Print the first line of the data below and every one after it, through the line containing "negative clicks: (215, 93) (213, 101)", exactly as written.

------------------------------------------------------------------------

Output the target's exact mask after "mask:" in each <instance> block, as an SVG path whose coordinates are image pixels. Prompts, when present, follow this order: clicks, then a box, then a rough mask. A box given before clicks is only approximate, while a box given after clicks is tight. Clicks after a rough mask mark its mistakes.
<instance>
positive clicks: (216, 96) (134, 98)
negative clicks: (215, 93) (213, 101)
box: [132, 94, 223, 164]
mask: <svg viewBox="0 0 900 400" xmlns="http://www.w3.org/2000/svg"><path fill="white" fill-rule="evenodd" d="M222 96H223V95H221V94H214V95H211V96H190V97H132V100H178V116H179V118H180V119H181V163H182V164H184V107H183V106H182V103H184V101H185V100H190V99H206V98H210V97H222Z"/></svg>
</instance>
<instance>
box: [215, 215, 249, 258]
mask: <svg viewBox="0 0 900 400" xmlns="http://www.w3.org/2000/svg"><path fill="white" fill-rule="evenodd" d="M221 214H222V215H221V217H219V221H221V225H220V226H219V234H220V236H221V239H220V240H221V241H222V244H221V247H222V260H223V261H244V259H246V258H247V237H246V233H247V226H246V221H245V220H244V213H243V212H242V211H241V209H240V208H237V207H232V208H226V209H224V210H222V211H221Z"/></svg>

------------------------------------------------------------------------

§ Task response
Output the target's exact mask after "mask:" in each <instance> block, as an SVG path whose coordinates are image pixels. Prompts, when present, follow this order: clicks, then a box, then a rough mask. A box given before clicks is only approximate, while a box given after clicks is tight. Clicks after a rough mask mark its mistakes.
<instance>
positive clicks: (216, 96) (134, 98)
negative clicks: (215, 93) (213, 101)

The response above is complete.